The two Gulf states are combining fossil fuel production with ambitions to become low-carbon leaders, and Washington risks getting left behind if it ignores the trend.
A new chapter for energy is being drafted in Saudi Arabia and the UAE, which US President Donald Trump visited in May. Oil and gas remain king in these two Gulf states, but they are no longer the only dominant theme in the energy landscape.
As the new US administration prioritises fossil fuels and rolls back grants and tax credits for low-carbon energy, the UAE and Saudi Arabia have found a way to combine the two. By capitalising on the economic and market opportunities of renewables and low-carbon technologies, they are now part of a new energy order that is taking shape with significant geopolitical implications. Ignoring this new model means being left behind. US adversaries, such as China, are not only part of this new order, but in a dominant position within it.
Hydrocarbons continue to be the main source of revenues for Arab Gulf states. The region’s overall supply of oil (crude and oil products) and LNG to global markets also remains critical—around 30% of global seaborne oil exports and about 20% of LNG are exported from the Gulf. Meanwhile, oil production decisions by the Saudi-led OPEC and its market allies are closely monitored given their impact on global oil prices and investment.

.....

▶ WHAT NEEDS TO BE DONE
According to the Gulf energy excerpt, roughly what share of global seaborne oil exports comes from the Gulf? None of the entries is needed here.

.....

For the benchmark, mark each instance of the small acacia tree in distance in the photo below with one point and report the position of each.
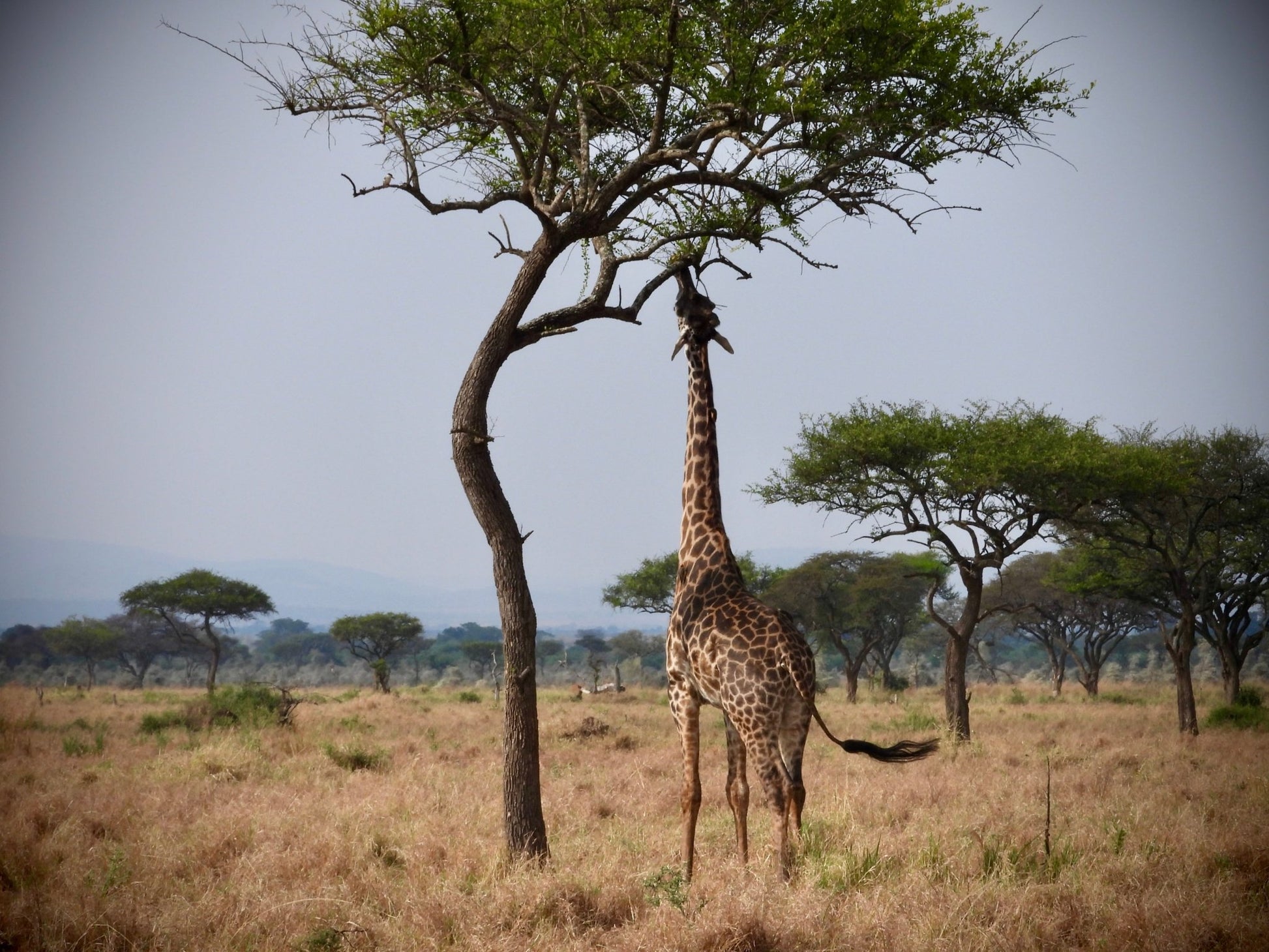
(975, 488)
(143, 639)
(194, 604)
(377, 638)
(89, 640)
(1187, 529)
(645, 132)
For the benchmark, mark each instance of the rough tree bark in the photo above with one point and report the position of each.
(524, 824)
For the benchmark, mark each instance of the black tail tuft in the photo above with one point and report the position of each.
(900, 753)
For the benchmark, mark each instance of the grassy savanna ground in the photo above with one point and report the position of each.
(258, 838)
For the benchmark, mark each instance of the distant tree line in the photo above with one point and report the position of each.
(1160, 541)
(178, 631)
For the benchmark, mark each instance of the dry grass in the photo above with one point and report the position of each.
(259, 839)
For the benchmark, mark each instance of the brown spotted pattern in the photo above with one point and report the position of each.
(724, 646)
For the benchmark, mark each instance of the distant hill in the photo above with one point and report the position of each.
(45, 580)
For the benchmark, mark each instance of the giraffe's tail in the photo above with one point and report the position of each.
(901, 753)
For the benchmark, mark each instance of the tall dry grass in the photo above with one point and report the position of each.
(375, 823)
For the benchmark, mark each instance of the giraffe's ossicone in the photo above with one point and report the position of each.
(728, 649)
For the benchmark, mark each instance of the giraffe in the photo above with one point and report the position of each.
(728, 649)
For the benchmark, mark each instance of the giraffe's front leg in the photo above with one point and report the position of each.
(685, 706)
(738, 787)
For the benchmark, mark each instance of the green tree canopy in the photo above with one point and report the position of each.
(975, 488)
(650, 135)
(1187, 535)
(89, 640)
(862, 604)
(196, 604)
(143, 639)
(377, 638)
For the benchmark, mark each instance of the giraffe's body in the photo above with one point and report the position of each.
(728, 649)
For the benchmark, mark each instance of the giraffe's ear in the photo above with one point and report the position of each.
(678, 346)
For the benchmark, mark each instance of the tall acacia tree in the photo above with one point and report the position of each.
(194, 604)
(377, 638)
(644, 131)
(975, 488)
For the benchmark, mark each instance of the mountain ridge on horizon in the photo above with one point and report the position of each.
(45, 580)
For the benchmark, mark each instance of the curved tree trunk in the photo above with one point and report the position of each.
(213, 658)
(1231, 670)
(1180, 647)
(852, 673)
(956, 701)
(522, 794)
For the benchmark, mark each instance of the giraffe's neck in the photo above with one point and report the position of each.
(702, 539)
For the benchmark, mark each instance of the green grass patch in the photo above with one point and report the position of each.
(916, 720)
(1239, 717)
(158, 722)
(354, 757)
(1114, 697)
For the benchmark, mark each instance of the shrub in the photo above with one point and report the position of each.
(1249, 697)
(162, 721)
(1238, 716)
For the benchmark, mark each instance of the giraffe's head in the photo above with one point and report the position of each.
(698, 323)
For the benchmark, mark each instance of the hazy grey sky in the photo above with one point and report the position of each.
(209, 348)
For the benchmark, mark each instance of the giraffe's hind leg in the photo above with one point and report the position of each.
(685, 706)
(794, 730)
(738, 787)
(766, 753)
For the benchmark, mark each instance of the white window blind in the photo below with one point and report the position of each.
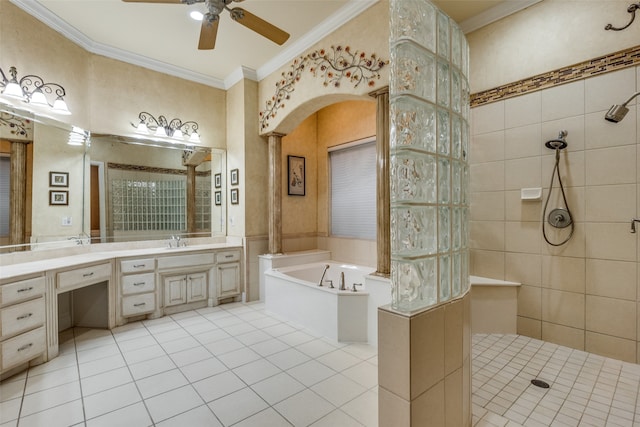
(5, 166)
(353, 191)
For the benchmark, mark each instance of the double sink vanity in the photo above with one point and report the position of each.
(104, 290)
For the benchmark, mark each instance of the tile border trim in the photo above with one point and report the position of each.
(603, 64)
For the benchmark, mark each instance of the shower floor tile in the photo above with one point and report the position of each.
(194, 368)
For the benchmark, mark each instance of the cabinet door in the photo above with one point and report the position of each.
(228, 276)
(196, 287)
(175, 290)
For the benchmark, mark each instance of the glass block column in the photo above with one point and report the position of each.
(429, 157)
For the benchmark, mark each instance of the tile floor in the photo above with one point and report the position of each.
(235, 365)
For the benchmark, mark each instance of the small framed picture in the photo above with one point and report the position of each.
(295, 182)
(58, 179)
(58, 197)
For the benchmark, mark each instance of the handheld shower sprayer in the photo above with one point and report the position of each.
(617, 112)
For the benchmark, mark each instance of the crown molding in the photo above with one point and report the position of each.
(500, 11)
(238, 74)
(346, 13)
(341, 17)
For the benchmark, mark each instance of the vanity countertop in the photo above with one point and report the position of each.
(10, 271)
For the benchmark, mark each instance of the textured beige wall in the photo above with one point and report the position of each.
(549, 35)
(236, 158)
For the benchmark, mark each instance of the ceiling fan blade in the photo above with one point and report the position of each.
(153, 1)
(259, 25)
(208, 33)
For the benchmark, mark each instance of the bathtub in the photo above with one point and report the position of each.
(293, 293)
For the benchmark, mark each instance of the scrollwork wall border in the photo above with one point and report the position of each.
(335, 65)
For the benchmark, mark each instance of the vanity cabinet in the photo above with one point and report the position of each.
(137, 286)
(22, 320)
(185, 288)
(227, 273)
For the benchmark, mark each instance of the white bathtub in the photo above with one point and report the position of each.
(293, 293)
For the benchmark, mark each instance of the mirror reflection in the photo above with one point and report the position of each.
(106, 188)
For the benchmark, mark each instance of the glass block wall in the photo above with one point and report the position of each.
(429, 156)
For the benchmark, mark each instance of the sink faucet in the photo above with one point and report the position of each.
(326, 267)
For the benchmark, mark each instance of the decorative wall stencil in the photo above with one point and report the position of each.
(18, 126)
(428, 164)
(335, 66)
(603, 64)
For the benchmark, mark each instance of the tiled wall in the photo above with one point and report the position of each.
(583, 294)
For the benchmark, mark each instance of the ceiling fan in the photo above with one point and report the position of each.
(209, 29)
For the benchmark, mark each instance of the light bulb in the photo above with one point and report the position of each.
(60, 107)
(13, 90)
(38, 98)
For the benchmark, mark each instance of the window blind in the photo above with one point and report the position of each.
(353, 191)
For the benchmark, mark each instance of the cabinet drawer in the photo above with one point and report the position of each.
(22, 317)
(22, 348)
(227, 256)
(137, 265)
(138, 283)
(138, 304)
(185, 260)
(81, 276)
(21, 291)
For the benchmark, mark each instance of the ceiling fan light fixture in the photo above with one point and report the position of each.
(196, 15)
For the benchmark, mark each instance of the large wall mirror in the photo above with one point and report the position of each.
(80, 188)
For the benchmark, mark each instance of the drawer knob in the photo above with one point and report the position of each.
(26, 347)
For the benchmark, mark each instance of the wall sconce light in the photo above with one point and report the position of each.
(78, 136)
(175, 129)
(32, 89)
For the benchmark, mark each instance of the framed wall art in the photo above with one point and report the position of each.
(57, 197)
(296, 177)
(58, 179)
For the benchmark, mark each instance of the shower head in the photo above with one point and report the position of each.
(617, 112)
(558, 143)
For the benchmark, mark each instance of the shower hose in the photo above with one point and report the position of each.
(556, 171)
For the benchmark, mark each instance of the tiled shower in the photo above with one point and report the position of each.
(583, 294)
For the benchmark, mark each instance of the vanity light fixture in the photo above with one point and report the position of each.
(175, 129)
(33, 89)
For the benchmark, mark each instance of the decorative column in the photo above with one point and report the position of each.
(383, 231)
(275, 192)
(424, 356)
(17, 194)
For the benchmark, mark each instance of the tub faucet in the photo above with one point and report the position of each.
(326, 267)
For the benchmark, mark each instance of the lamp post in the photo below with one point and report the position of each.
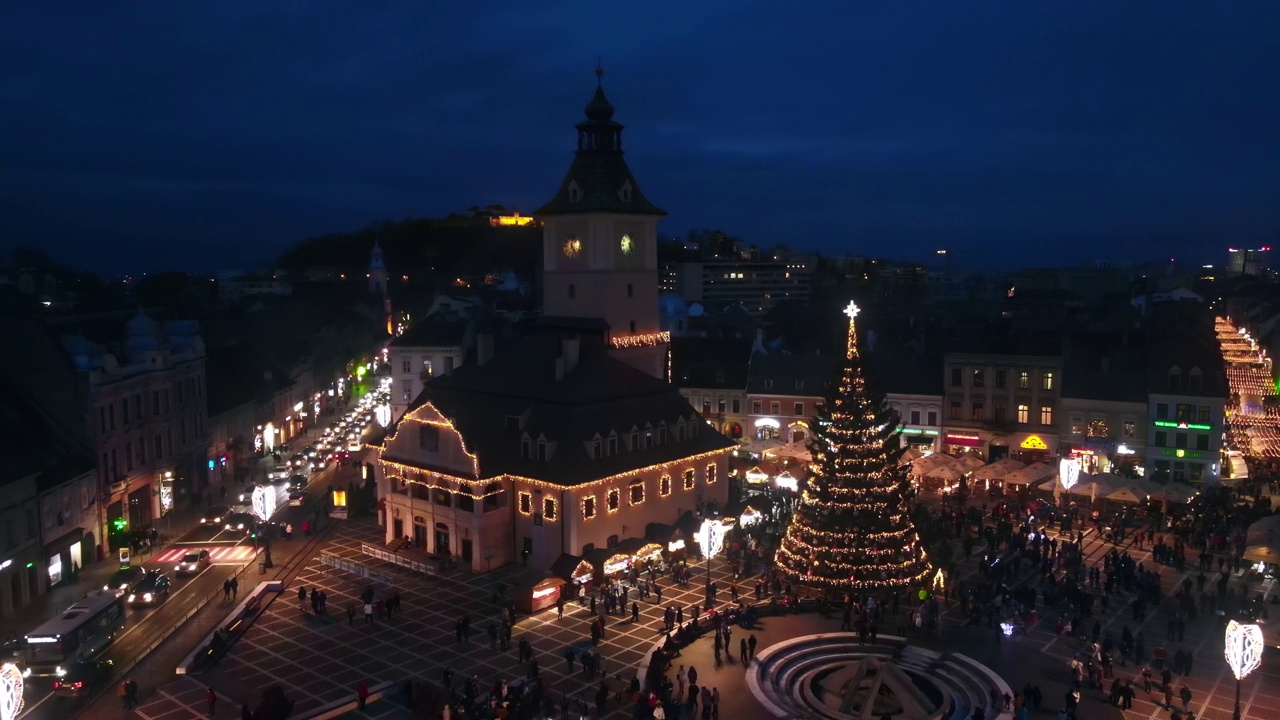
(1243, 651)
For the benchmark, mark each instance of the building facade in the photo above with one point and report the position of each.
(147, 417)
(1002, 405)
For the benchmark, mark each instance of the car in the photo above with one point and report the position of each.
(150, 589)
(192, 563)
(123, 579)
(83, 675)
(215, 516)
(241, 522)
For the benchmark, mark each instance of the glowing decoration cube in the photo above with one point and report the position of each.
(1069, 472)
(1243, 648)
(10, 691)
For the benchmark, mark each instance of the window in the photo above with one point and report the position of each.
(429, 438)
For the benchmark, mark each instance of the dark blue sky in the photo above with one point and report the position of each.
(210, 135)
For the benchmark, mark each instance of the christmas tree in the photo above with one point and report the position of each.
(851, 528)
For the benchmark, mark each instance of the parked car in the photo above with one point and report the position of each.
(123, 579)
(83, 677)
(151, 589)
(192, 563)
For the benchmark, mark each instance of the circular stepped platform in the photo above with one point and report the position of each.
(809, 678)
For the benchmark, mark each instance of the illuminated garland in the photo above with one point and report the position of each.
(643, 340)
(851, 528)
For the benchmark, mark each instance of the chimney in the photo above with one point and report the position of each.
(571, 349)
(484, 347)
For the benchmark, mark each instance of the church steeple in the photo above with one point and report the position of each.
(599, 180)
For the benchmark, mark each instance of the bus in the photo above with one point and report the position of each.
(78, 633)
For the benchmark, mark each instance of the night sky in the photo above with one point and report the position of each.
(142, 136)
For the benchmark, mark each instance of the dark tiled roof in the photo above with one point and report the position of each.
(711, 361)
(817, 373)
(33, 446)
(433, 332)
(600, 395)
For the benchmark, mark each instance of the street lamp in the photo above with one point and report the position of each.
(1243, 651)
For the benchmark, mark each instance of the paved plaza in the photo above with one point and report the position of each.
(320, 660)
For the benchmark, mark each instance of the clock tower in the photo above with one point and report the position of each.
(600, 244)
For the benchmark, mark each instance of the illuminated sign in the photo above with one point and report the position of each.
(1183, 425)
(1034, 442)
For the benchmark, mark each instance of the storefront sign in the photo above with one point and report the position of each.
(1183, 425)
(1033, 442)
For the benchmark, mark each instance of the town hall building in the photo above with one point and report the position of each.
(568, 443)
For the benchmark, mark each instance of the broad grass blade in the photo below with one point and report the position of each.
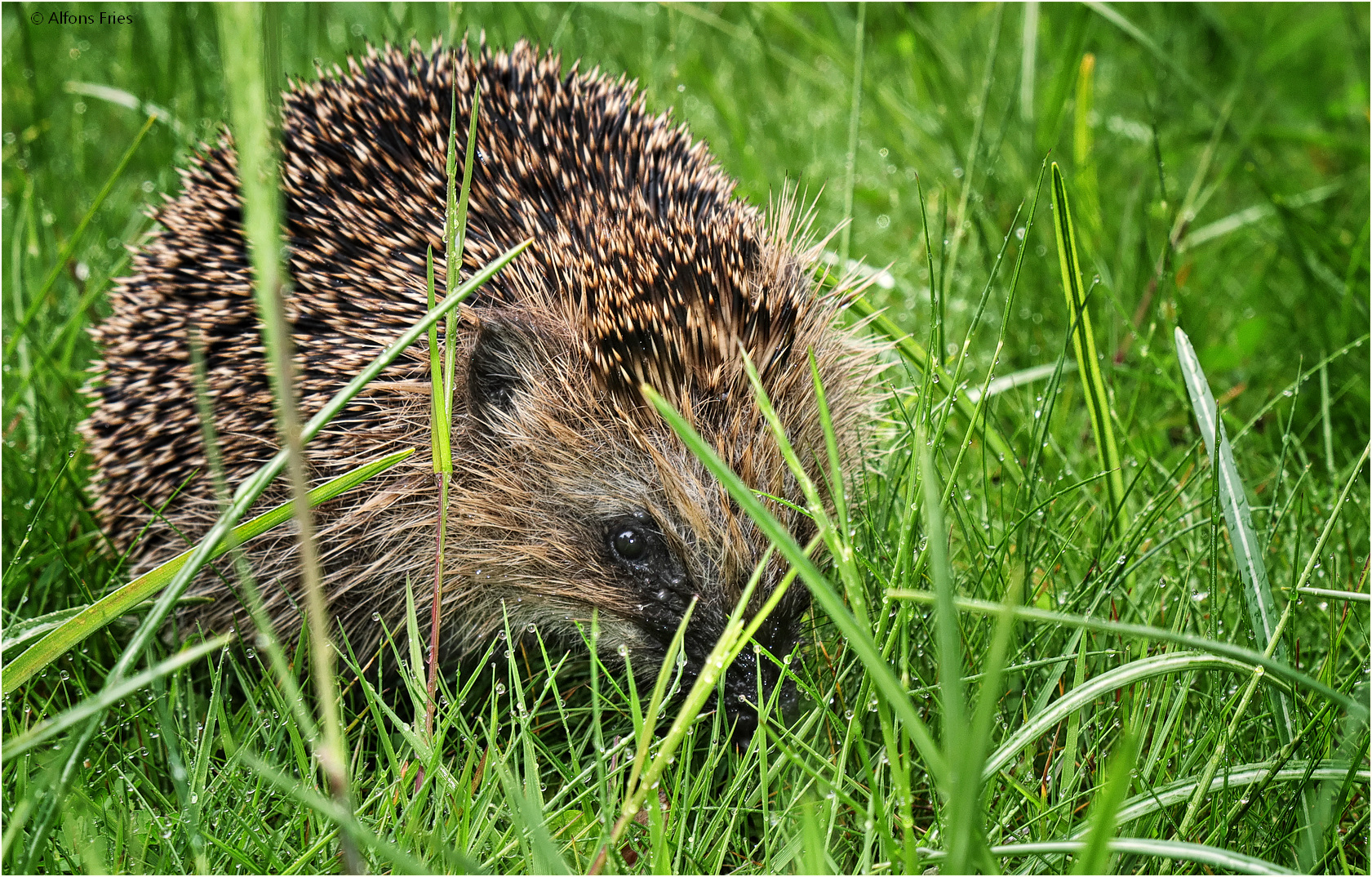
(1162, 634)
(70, 631)
(1084, 345)
(1201, 854)
(1099, 687)
(1243, 540)
(109, 696)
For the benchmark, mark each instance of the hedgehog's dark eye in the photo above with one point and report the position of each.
(630, 544)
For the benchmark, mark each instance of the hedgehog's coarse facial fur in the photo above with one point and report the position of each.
(628, 522)
(570, 493)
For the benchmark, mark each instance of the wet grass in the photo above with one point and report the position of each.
(1072, 644)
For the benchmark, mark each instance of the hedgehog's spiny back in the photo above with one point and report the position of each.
(642, 269)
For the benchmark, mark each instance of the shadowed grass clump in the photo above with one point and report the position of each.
(1098, 600)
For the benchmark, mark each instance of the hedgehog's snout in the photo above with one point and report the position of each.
(751, 677)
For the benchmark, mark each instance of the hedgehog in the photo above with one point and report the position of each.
(571, 496)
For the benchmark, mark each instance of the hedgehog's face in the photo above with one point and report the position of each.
(580, 507)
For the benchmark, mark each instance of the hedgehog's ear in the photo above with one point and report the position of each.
(495, 371)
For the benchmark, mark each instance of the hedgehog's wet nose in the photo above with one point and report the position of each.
(755, 675)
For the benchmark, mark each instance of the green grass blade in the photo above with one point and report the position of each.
(656, 701)
(109, 696)
(1214, 647)
(819, 588)
(1099, 687)
(69, 249)
(1105, 808)
(1084, 345)
(92, 618)
(1247, 552)
(398, 859)
(918, 357)
(1142, 846)
(1237, 777)
(962, 825)
(526, 816)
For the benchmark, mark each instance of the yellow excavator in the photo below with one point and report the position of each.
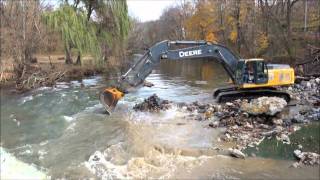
(251, 78)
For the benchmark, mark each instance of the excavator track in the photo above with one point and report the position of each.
(226, 96)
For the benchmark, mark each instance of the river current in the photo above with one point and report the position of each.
(61, 130)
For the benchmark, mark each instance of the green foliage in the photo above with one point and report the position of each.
(75, 30)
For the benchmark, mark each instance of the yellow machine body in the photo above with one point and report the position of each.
(276, 77)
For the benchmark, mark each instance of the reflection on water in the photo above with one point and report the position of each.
(195, 70)
(60, 128)
(308, 136)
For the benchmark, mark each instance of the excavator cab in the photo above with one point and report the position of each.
(251, 71)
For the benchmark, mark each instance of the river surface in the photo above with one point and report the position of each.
(59, 129)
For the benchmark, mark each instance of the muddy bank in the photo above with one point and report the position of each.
(36, 76)
(248, 123)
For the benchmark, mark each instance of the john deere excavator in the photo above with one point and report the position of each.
(251, 77)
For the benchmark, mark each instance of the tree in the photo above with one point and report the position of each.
(76, 32)
(21, 32)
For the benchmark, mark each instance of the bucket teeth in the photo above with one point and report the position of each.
(109, 98)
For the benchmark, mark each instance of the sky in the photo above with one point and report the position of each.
(148, 10)
(144, 10)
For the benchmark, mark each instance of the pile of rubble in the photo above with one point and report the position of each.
(153, 104)
(306, 91)
(306, 158)
(248, 123)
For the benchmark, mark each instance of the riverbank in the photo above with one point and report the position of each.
(64, 130)
(50, 69)
(247, 124)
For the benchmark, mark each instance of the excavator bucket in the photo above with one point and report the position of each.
(109, 98)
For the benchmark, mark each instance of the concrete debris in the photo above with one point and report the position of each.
(248, 123)
(153, 104)
(148, 84)
(236, 153)
(264, 105)
(307, 158)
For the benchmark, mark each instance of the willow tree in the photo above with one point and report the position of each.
(75, 31)
(113, 26)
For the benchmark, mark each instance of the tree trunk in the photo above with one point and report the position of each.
(78, 62)
(68, 56)
(237, 16)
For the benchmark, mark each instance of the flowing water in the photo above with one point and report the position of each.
(62, 129)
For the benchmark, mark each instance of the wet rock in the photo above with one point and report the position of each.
(148, 84)
(153, 104)
(298, 118)
(214, 124)
(236, 153)
(307, 158)
(296, 165)
(264, 105)
(297, 153)
(284, 138)
(277, 121)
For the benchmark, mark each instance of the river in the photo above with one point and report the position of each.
(59, 129)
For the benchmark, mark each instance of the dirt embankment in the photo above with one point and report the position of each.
(48, 70)
(248, 123)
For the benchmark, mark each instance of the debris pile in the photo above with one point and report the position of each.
(306, 92)
(248, 123)
(153, 104)
(306, 158)
(264, 105)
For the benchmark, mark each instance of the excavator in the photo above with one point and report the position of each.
(251, 78)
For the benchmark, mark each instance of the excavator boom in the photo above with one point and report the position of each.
(247, 83)
(170, 50)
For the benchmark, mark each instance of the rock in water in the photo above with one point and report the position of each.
(264, 105)
(236, 153)
(153, 104)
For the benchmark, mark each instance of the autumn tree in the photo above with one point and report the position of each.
(21, 32)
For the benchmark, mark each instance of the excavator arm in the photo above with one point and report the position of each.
(167, 50)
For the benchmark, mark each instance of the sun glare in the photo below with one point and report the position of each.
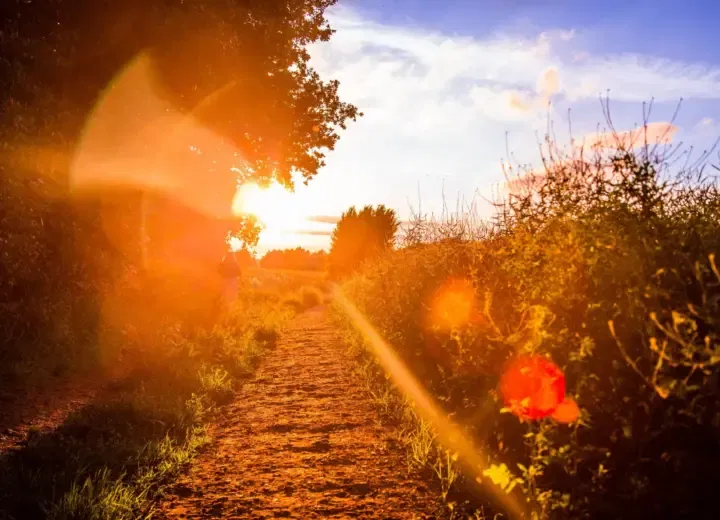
(278, 210)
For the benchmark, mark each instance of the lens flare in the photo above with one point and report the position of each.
(532, 387)
(452, 305)
(450, 435)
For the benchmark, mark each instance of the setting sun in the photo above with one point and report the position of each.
(278, 210)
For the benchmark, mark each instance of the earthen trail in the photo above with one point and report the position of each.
(301, 440)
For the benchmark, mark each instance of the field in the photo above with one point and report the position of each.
(549, 349)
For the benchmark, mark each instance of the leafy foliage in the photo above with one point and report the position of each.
(361, 236)
(607, 266)
(63, 259)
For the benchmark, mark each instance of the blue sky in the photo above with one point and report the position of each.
(442, 83)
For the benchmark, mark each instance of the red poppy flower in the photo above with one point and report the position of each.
(532, 387)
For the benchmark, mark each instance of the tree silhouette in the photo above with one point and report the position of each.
(239, 67)
(360, 236)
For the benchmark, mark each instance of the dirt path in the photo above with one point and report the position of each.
(302, 441)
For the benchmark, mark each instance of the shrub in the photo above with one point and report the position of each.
(608, 267)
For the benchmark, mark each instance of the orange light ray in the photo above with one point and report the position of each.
(450, 435)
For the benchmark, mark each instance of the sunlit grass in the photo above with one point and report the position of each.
(111, 458)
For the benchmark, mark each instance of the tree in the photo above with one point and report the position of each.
(239, 68)
(361, 236)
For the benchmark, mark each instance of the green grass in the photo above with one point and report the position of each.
(616, 279)
(109, 459)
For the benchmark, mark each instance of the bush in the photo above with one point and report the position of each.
(607, 266)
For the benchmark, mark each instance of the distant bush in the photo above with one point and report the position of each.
(606, 264)
(361, 236)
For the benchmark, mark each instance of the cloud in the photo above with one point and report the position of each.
(324, 219)
(652, 134)
(548, 84)
(705, 122)
(441, 110)
(314, 233)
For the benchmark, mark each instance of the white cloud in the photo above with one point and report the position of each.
(437, 107)
(652, 134)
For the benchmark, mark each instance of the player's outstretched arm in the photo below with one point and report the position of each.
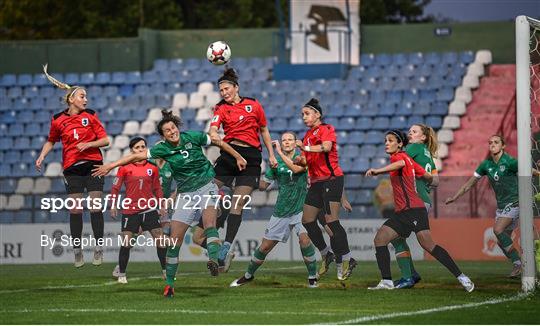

.....

▶ FULL ANSWER
Around 30% of global seaborne oil exports come from the Gulf.